### [WRITTEN EXERCISE]
Extract each of the following rows word for word, keeping every line in its original order. Leave the pictures out of your copy.
-=-=-=-=-
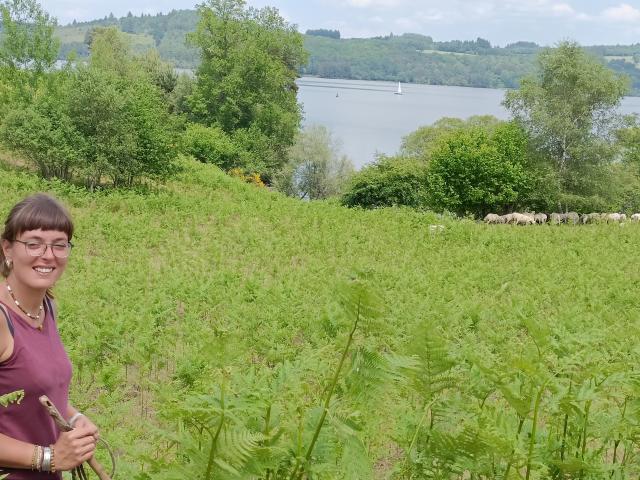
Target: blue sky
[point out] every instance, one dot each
(499, 21)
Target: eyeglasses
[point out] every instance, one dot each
(35, 248)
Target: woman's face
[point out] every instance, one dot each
(31, 269)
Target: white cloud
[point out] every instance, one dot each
(562, 9)
(622, 13)
(375, 3)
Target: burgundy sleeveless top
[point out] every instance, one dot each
(38, 365)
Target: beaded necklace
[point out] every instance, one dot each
(32, 316)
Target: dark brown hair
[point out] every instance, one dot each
(39, 211)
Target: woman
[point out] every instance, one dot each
(36, 243)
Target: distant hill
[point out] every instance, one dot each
(408, 58)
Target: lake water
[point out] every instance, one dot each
(367, 117)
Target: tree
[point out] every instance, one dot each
(27, 41)
(420, 143)
(246, 79)
(476, 171)
(315, 170)
(568, 108)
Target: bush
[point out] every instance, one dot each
(389, 182)
(210, 145)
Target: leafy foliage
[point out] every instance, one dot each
(315, 169)
(107, 119)
(477, 172)
(388, 182)
(568, 109)
(246, 80)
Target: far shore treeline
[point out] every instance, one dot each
(409, 57)
(122, 118)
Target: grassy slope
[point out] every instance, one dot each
(212, 270)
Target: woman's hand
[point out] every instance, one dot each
(75, 447)
(84, 422)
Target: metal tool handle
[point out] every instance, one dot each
(65, 427)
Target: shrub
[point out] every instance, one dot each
(388, 182)
(210, 145)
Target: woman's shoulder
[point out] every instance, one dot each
(50, 305)
(6, 334)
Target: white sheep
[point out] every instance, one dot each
(556, 218)
(572, 217)
(540, 218)
(613, 218)
(493, 218)
(522, 219)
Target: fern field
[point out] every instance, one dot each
(221, 331)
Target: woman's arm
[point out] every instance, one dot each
(14, 453)
(82, 421)
(71, 449)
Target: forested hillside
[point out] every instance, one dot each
(408, 58)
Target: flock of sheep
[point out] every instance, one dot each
(558, 218)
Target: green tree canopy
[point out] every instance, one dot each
(420, 143)
(568, 107)
(26, 39)
(246, 80)
(315, 170)
(479, 171)
(390, 181)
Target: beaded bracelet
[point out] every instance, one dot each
(72, 421)
(35, 457)
(53, 463)
(46, 460)
(40, 458)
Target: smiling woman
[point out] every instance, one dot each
(36, 244)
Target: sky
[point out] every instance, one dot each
(546, 22)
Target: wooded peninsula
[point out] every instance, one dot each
(409, 57)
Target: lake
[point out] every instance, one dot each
(367, 117)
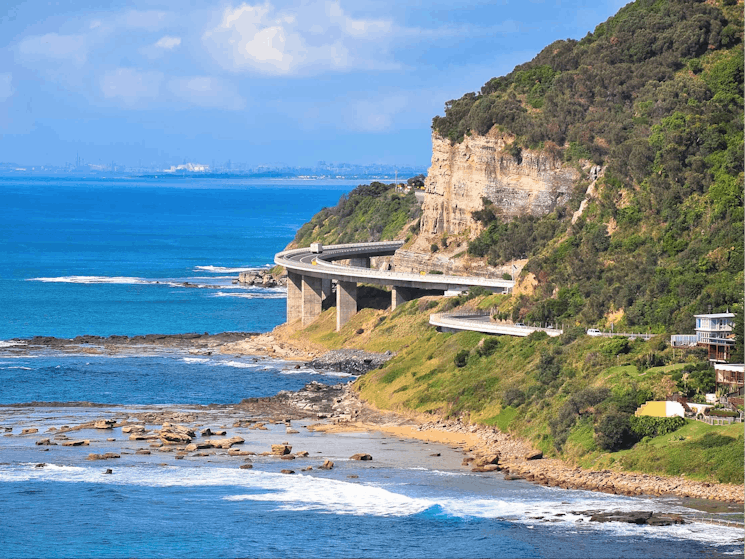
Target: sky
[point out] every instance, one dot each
(274, 83)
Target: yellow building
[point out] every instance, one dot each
(661, 409)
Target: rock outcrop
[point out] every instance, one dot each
(482, 167)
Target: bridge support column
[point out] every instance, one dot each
(399, 296)
(294, 297)
(325, 289)
(346, 302)
(363, 262)
(312, 291)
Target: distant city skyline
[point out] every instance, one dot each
(277, 83)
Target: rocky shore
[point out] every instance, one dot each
(519, 461)
(353, 361)
(261, 278)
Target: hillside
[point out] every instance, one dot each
(374, 212)
(572, 396)
(614, 167)
(654, 95)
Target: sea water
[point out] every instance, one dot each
(107, 257)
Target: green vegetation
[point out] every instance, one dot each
(373, 212)
(655, 94)
(574, 396)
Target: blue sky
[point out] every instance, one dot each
(294, 83)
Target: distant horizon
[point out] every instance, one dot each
(320, 170)
(277, 83)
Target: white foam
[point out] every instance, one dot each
(124, 280)
(91, 279)
(276, 295)
(11, 343)
(315, 372)
(238, 364)
(303, 492)
(223, 269)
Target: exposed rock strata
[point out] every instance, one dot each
(461, 174)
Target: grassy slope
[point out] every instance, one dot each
(373, 212)
(423, 378)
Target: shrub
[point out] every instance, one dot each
(461, 358)
(513, 397)
(549, 368)
(488, 346)
(648, 426)
(614, 432)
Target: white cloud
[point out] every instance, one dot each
(167, 42)
(315, 37)
(131, 86)
(54, 46)
(6, 86)
(205, 91)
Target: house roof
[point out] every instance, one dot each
(718, 315)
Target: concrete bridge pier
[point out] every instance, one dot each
(346, 302)
(294, 296)
(326, 289)
(312, 298)
(362, 262)
(399, 296)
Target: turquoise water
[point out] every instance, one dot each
(107, 257)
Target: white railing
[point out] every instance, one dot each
(453, 320)
(348, 250)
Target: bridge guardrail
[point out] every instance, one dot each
(446, 320)
(283, 259)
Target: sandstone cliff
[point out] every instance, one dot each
(461, 174)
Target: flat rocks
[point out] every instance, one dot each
(641, 517)
(107, 456)
(360, 457)
(85, 442)
(176, 434)
(280, 449)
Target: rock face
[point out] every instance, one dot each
(480, 166)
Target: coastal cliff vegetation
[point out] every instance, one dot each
(573, 396)
(655, 95)
(374, 212)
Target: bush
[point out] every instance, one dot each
(614, 432)
(648, 426)
(571, 333)
(488, 346)
(549, 368)
(513, 397)
(461, 358)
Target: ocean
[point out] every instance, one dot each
(109, 256)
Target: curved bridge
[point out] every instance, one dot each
(310, 274)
-=-=-=-=-
### [THE ANSWER]
Target: blue sky
[point out] every instance, one dot each
(499, 21)
Target: eyeglasses
[point out] every instance, one dot each
(35, 248)
Target: woman's face
[point out] every instance, one dot each
(31, 269)
Target: white cloud
[point out] every instance, one dot each
(562, 9)
(622, 13)
(375, 3)
Target: burgundy sleeveless top
[point out] every instance, one dot each
(38, 365)
Target: beaded necklace
[point out] every instance, one dot each
(32, 316)
Target: dark brown hair
[point out] every instance, one dot each
(39, 211)
Target: woman
[point out] every instance, one dot each
(36, 243)
Target: distant hill
[point out] every instance, one dot each
(408, 58)
Target: lake water
[point out] every instance, one dot each
(367, 117)
Target: tree
[point out] every instance, one dot each
(27, 41)
(420, 143)
(246, 79)
(476, 171)
(315, 170)
(568, 108)
Target: bush
[point out] every instance, one dot each
(389, 182)
(210, 145)
Target: leafy foliage
[point out] every instance, one dot each
(315, 169)
(107, 119)
(477, 172)
(388, 182)
(568, 109)
(246, 80)
Target: far shore treeline
[point out] every instance, one dot each
(409, 57)
(122, 118)
Target: grassy slope
[point out] every instance, one dot each
(212, 270)
Target: woman's hand
[point out] every instance, one dot each
(75, 447)
(84, 422)
Target: metal tool handle
[point out] every instance, one dot each
(65, 427)
Target: shrub
[point out] every instance, one dot each
(388, 182)
(210, 145)
Target: woman's shoulder
[point out] every instance, one dot each
(50, 305)
(6, 334)
Target: white sheep
[point out] every instance, one dot each
(556, 218)
(572, 217)
(540, 218)
(613, 218)
(493, 218)
(522, 219)
Target: fern field
[point out] every instance, one dot each
(221, 331)
Target: woman's arm
[point out] every instance, one dot each
(14, 453)
(82, 421)
(71, 449)
Target: forested hillside
[point out] every instance, one dot each
(408, 58)
Target: flock of sheep
[point out] every instance, one dot each
(558, 218)
Target: green tree canopy
[point out] every instance, one dot each
(420, 143)
(568, 107)
(26, 39)
(246, 80)
(315, 170)
(479, 171)
(390, 181)
Target: beaded bracelet
[point out] every instance, one dot each
(72, 421)
(35, 457)
(53, 463)
(46, 460)
(40, 458)
Target: smiling woman
[point out] every instance, one dot each
(36, 244)
Target: sky
[point out] every instance, one dot each
(546, 22)
Target: wooded peninsula
[point out] every instance, one dot each
(409, 57)
Target: lake
[point out] every instance, one dot each
(367, 117)
Target: sky
[point out] every instance, one dot each
(274, 83)
Target: yellow building
[point out] every instance, one dot each
(661, 409)
Target: rock outcrop
[point out] every instance, one dot each
(482, 167)
Target: bridge support column
[point out] every instance, one dot each
(399, 296)
(294, 297)
(325, 289)
(346, 302)
(363, 262)
(312, 291)
Target: distant city skyline
[point out] every instance, one dot each
(277, 83)
Target: rocky shore
[point out] every instance, one dot each
(519, 461)
(353, 361)
(261, 278)
Target: hillside
[point out] every instance, one dot each
(374, 212)
(572, 396)
(614, 167)
(654, 95)
Target: sea water
[point out] every instance, one dot each
(107, 257)
Target: green vegetation
[point out] every instance, one dot each
(373, 212)
(655, 94)
(574, 396)
Target: blue sky
[point out] every instance, one dot each
(294, 83)
Target: distant horizon
[point out] every instance, one dot each
(320, 170)
(277, 83)
Target: white foam
[point out] every instance, one dot each
(124, 280)
(91, 279)
(276, 295)
(11, 343)
(315, 372)
(238, 364)
(303, 492)
(223, 269)
Target: exposed rock strata
[point out] every instance, one dot each
(461, 174)
Target: grassy slope
[point out] every instance, one dot each
(373, 212)
(423, 378)
Target: shrub
[point out] every instance, one dot each
(461, 358)
(513, 397)
(549, 368)
(488, 346)
(648, 426)
(614, 432)
Target: white cloud
[point out] every instance, one dot each
(167, 42)
(315, 37)
(131, 86)
(54, 46)
(6, 86)
(205, 91)
Target: house roof
[point out] every instance, one dot each
(718, 315)
Target: concrete bridge pier
[point out] every instance, one dot each
(346, 302)
(294, 296)
(326, 289)
(312, 298)
(362, 262)
(399, 296)
Target: turquoise water
[point out] every instance, one dot each
(107, 257)
Target: white railing
[point out] every instance, one dot each
(453, 320)
(348, 250)
Target: bridge guardrail
[point out] every instance, one dot each
(446, 320)
(283, 259)
Target: sandstone cliff
[point out] every instance, one dot each
(461, 174)
Target: flat rocks
[point out] every instance, one dot each
(641, 517)
(107, 456)
(360, 457)
(85, 442)
(176, 434)
(280, 449)
Target: rock face
[point out] every instance, one dot each
(480, 166)
Target: coastal cliff vegetation
[point out] every instance, one dot each
(573, 396)
(655, 95)
(374, 212)
Target: bush
[point out] every instance, one dot each
(614, 432)
(648, 426)
(571, 333)
(488, 346)
(549, 368)
(513, 397)
(461, 358)
Target: ocean
[point out] every instance, one dot each
(109, 256)
Target: curved bridge
[point out] every instance, one dot each
(310, 274)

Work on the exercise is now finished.